───── RECORDS PROVIDED
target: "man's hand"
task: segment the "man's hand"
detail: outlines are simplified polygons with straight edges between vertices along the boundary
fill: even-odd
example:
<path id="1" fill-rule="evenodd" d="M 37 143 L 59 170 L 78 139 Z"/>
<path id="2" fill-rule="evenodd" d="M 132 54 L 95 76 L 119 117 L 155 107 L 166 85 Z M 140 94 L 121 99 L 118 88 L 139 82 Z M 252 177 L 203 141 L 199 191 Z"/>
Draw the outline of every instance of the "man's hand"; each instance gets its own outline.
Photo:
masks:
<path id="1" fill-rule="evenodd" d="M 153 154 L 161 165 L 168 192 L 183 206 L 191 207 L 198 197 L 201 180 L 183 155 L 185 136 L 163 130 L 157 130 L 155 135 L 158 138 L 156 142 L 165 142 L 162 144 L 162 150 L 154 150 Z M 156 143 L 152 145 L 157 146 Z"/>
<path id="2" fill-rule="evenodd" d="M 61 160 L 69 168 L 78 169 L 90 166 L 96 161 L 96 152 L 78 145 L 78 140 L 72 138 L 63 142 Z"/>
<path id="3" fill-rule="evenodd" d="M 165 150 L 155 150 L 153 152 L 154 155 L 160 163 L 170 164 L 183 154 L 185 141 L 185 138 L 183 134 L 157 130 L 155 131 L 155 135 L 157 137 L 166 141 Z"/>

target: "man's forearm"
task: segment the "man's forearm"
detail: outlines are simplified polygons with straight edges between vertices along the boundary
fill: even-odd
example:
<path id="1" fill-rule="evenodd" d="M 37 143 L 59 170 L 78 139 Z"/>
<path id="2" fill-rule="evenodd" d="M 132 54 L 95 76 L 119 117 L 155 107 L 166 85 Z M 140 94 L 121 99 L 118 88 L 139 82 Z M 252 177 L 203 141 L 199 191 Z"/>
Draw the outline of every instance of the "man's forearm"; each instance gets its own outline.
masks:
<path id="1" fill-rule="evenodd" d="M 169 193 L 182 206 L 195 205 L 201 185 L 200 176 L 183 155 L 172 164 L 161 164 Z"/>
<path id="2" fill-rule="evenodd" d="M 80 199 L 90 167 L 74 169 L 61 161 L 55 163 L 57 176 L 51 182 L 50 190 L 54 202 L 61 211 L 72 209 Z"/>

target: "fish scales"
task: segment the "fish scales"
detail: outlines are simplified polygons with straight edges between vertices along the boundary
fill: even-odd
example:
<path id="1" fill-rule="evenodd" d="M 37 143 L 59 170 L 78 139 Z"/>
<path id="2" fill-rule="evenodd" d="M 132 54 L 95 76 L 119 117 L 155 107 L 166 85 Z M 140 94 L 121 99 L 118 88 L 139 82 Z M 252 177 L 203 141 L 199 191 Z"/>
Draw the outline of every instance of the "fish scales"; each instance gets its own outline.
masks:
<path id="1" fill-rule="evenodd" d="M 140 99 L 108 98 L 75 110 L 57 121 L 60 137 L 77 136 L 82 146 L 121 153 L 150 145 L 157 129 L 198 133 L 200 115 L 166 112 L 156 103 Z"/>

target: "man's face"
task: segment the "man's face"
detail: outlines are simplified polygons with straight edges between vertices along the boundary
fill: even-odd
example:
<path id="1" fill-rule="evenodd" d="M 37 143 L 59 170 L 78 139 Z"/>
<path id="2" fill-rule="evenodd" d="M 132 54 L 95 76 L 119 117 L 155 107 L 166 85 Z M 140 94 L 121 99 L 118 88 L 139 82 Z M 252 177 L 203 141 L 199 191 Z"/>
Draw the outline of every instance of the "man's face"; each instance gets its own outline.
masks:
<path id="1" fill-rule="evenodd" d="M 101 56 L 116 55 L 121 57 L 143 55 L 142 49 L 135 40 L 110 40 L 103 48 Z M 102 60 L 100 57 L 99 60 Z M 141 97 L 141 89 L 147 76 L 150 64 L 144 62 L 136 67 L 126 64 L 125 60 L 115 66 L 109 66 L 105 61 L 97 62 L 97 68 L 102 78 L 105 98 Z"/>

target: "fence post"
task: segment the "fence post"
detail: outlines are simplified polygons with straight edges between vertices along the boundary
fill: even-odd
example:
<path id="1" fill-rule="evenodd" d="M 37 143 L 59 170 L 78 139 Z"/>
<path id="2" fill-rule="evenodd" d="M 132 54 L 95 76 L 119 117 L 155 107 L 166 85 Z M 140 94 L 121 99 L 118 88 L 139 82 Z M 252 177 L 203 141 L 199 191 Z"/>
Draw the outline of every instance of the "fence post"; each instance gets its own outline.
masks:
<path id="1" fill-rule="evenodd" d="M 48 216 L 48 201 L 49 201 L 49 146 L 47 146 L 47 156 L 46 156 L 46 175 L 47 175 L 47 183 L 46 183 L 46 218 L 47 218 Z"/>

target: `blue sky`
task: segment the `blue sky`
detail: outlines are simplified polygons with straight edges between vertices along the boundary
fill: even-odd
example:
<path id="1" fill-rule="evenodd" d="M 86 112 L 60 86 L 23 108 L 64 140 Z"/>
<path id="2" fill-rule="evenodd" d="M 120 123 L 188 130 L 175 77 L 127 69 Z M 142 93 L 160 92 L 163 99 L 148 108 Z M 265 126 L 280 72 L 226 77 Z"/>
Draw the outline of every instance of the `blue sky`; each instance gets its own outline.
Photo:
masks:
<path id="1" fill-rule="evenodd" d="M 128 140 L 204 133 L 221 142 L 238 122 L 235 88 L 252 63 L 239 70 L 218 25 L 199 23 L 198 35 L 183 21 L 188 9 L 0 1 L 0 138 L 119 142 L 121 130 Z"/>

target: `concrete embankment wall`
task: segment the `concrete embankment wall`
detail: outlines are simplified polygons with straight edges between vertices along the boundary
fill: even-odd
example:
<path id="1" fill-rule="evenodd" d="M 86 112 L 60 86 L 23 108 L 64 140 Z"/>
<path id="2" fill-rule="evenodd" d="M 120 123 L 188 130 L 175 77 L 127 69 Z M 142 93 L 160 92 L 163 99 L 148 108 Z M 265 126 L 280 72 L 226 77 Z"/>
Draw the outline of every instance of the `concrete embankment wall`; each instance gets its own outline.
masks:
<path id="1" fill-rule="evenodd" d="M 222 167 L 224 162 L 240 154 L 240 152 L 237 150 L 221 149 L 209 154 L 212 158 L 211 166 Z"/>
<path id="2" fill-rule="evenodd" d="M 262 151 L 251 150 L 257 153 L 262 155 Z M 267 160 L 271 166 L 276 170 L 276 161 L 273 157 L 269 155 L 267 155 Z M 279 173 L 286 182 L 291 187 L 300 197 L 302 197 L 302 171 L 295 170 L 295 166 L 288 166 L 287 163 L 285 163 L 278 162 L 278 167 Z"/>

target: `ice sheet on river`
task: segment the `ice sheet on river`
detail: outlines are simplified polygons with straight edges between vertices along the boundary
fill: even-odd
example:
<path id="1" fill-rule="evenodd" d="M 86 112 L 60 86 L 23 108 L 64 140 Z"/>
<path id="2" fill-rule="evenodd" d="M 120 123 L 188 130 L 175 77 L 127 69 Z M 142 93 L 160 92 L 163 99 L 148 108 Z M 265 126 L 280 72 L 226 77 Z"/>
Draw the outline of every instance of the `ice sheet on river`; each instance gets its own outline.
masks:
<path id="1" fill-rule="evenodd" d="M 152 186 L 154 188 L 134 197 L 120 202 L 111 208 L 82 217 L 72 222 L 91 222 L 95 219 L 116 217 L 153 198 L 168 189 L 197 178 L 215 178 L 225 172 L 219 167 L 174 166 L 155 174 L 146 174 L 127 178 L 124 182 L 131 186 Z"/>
──────────
* YOUR OBJECTIVE
Output the lines of the listing from its start up to and including the line with "80 199 L 90", copying them exactly.

* CORRECT OUTPUT
target: "man's hand"
task: segment the "man's hand"
detail: outlines are simplified polygons with straight edges between vertices along the boundary
fill: even-odd
example:
<path id="1" fill-rule="evenodd" d="M 37 143 L 59 170 L 78 139 Z"/>
<path id="2" fill-rule="evenodd" d="M 132 54 L 95 76 L 119 117 L 155 107 L 166 85 Z M 140 94 L 121 99 L 118 88 L 139 82 Z M 252 177 L 203 141 L 199 191 Z"/>
Draw the outline of every instance of the "man's hand"; each instance gets its own outline.
Photo:
masks:
<path id="1" fill-rule="evenodd" d="M 153 154 L 161 165 L 168 192 L 183 206 L 191 207 L 198 197 L 201 180 L 183 155 L 185 136 L 163 130 L 157 130 L 155 135 L 158 138 L 156 142 L 165 142 L 162 144 L 162 150 L 154 150 Z M 156 143 L 152 145 L 157 146 Z"/>
<path id="2" fill-rule="evenodd" d="M 61 160 L 69 168 L 78 169 L 90 166 L 96 161 L 96 152 L 78 145 L 78 140 L 72 138 L 63 142 Z"/>
<path id="3" fill-rule="evenodd" d="M 165 150 L 155 150 L 153 152 L 154 155 L 160 163 L 170 164 L 183 154 L 185 141 L 185 138 L 183 134 L 157 130 L 155 131 L 155 135 L 157 137 L 166 141 Z"/>

target: "man's forearm"
task: segment the "man's forearm"
detail: outlines are simplified polygons with straight edges between vertices along the boundary
fill: even-odd
example:
<path id="1" fill-rule="evenodd" d="M 37 143 L 59 170 L 78 139 Z"/>
<path id="2" fill-rule="evenodd" d="M 132 54 L 95 76 L 119 117 L 155 107 L 166 85 Z M 140 94 L 121 99 L 118 88 L 139 82 Z M 252 177 L 203 141 L 199 191 Z"/>
Draw the outline of every instance of the "man's forearm"; each instance gets its own outline.
masks:
<path id="1" fill-rule="evenodd" d="M 169 193 L 182 206 L 195 205 L 201 185 L 200 176 L 183 155 L 172 164 L 161 164 Z"/>
<path id="2" fill-rule="evenodd" d="M 80 199 L 90 167 L 74 169 L 61 161 L 55 163 L 57 176 L 51 182 L 50 190 L 54 202 L 61 211 L 72 209 Z"/>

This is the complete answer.